◆ **Task brief**: Rewrite the entries from their first line through the line containing "top-left (0, 293), bottom-right (522, 460)", with "Search for" replaced by "Locate" and everything else unchanged. Leave the pictures out.

◆ **Entries provided**:

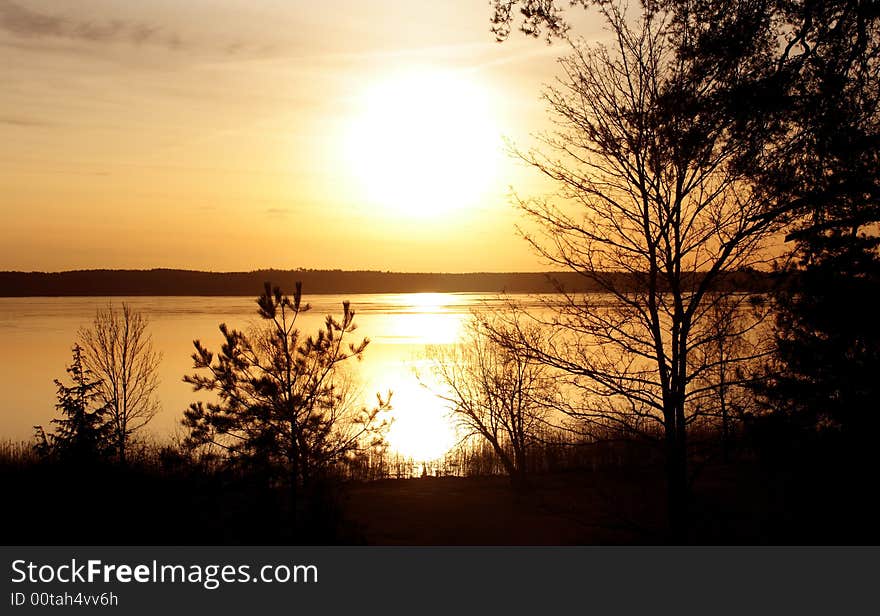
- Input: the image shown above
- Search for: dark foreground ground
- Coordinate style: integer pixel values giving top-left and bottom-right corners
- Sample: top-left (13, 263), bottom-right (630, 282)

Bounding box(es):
top-left (0, 448), bottom-right (880, 545)
top-left (343, 462), bottom-right (878, 545)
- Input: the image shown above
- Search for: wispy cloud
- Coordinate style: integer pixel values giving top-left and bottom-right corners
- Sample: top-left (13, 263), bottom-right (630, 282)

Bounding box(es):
top-left (0, 115), bottom-right (54, 128)
top-left (0, 0), bottom-right (185, 50)
top-left (265, 207), bottom-right (290, 218)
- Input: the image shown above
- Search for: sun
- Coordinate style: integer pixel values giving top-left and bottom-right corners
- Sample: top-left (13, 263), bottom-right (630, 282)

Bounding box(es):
top-left (347, 69), bottom-right (501, 217)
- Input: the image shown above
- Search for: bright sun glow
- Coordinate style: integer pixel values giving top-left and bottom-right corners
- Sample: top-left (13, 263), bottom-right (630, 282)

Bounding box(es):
top-left (387, 370), bottom-right (457, 462)
top-left (348, 69), bottom-right (501, 217)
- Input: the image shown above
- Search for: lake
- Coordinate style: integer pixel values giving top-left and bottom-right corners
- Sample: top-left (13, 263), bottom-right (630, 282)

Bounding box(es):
top-left (0, 293), bottom-right (526, 460)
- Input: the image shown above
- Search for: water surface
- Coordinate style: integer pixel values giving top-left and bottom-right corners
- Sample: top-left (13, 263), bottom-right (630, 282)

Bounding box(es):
top-left (0, 293), bottom-right (522, 460)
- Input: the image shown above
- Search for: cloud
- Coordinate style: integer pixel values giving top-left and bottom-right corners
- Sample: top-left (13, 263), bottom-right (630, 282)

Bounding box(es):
top-left (265, 207), bottom-right (290, 218)
top-left (0, 0), bottom-right (184, 50)
top-left (0, 116), bottom-right (54, 128)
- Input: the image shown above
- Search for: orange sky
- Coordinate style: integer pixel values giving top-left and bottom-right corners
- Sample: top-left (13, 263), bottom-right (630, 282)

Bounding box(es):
top-left (0, 0), bottom-right (604, 271)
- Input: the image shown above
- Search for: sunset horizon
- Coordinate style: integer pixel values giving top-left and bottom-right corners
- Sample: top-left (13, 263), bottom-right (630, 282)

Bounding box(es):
top-left (0, 0), bottom-right (880, 568)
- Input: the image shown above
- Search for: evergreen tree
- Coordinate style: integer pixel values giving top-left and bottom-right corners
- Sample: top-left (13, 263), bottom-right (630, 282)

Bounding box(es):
top-left (35, 344), bottom-right (113, 463)
top-left (759, 233), bottom-right (880, 438)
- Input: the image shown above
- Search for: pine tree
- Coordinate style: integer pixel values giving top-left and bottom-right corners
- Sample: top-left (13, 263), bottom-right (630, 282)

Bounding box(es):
top-left (35, 344), bottom-right (113, 463)
top-left (760, 233), bottom-right (880, 438)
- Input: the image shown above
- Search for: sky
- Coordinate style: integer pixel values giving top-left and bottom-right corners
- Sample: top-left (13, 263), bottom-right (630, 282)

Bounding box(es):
top-left (0, 0), bottom-right (604, 272)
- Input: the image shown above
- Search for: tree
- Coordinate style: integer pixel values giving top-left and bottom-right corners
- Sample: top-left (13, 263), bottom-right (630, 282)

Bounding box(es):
top-left (183, 283), bottom-right (390, 521)
top-left (756, 233), bottom-right (880, 444)
top-left (35, 345), bottom-right (113, 463)
top-left (79, 304), bottom-right (162, 464)
top-left (427, 317), bottom-right (554, 488)
top-left (488, 3), bottom-right (776, 540)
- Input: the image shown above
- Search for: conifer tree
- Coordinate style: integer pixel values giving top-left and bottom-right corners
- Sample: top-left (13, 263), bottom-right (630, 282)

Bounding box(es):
top-left (35, 344), bottom-right (113, 463)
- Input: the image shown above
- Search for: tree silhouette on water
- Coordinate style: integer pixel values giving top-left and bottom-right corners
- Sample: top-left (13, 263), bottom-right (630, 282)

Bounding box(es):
top-left (183, 283), bottom-right (390, 524)
top-left (35, 345), bottom-right (113, 463)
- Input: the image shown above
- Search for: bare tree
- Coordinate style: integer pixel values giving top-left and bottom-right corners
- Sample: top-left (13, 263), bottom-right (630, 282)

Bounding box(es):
top-left (79, 303), bottom-right (162, 464)
top-left (427, 316), bottom-right (554, 487)
top-left (183, 283), bottom-right (390, 524)
top-left (497, 3), bottom-right (774, 540)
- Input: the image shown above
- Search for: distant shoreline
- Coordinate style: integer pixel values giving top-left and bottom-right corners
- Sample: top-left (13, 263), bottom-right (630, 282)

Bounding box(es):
top-left (0, 269), bottom-right (770, 297)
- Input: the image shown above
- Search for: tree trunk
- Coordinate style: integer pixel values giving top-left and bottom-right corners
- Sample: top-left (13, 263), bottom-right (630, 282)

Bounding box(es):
top-left (664, 400), bottom-right (688, 544)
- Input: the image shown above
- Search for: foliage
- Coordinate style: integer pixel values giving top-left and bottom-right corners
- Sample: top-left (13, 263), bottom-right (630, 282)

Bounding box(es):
top-left (757, 234), bottom-right (880, 439)
top-left (427, 316), bottom-right (555, 486)
top-left (183, 283), bottom-right (390, 494)
top-left (79, 304), bottom-right (162, 464)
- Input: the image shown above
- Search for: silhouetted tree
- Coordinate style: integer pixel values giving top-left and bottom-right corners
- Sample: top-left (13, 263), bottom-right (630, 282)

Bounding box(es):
top-left (183, 283), bottom-right (390, 528)
top-left (488, 3), bottom-right (775, 540)
top-left (757, 232), bottom-right (880, 442)
top-left (35, 345), bottom-right (113, 463)
top-left (79, 304), bottom-right (162, 464)
top-left (427, 317), bottom-right (555, 487)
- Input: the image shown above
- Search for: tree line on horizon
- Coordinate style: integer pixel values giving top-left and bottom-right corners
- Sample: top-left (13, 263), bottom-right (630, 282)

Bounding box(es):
top-left (0, 269), bottom-right (772, 297)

◆ **Response below**:
- Input: the image shown above
- Locate: dark foreground ground
- Coordinate style: integer pixel values giving top-left and bottom-right corners
- Sample: top-left (13, 263), bottom-right (630, 282)

Bounding box(es):
top-left (0, 448), bottom-right (880, 545)
top-left (343, 462), bottom-right (878, 545)
- Input: the image shown above
- Locate: wispy cloud
- Coordinate style: integer pixel values giving top-left and bottom-right corners
- Sample: top-left (13, 263), bottom-right (630, 282)

Bounding box(es):
top-left (0, 115), bottom-right (54, 128)
top-left (0, 0), bottom-right (185, 50)
top-left (265, 207), bottom-right (290, 218)
- Input: the image shown above
- Locate: sun
- Coordinate style: integer pixel values giving top-left and bottom-right corners
- Sample: top-left (13, 263), bottom-right (630, 282)

Bounding box(es):
top-left (347, 69), bottom-right (501, 217)
- Input: the image shown above
- Locate: bright sun glow
- Coordinate style: integer pixel values giving top-left and bottom-right corners
- Sample: top-left (13, 263), bottom-right (630, 282)

Bounding box(es):
top-left (387, 370), bottom-right (457, 462)
top-left (348, 69), bottom-right (501, 217)
- Input: the image shown above
- Locate: lake
- Coordinate style: integer pixel values giving top-left and bottom-right corners
- Sample: top-left (13, 263), bottom-right (630, 282)

Bounding box(es):
top-left (0, 293), bottom-right (526, 460)
- Input: the image shown above
- Locate: water surface
- Coordinate style: integer pixel values giving top-left and bottom-right corners
- Sample: top-left (13, 263), bottom-right (630, 282)

Bounding box(es):
top-left (0, 293), bottom-right (522, 460)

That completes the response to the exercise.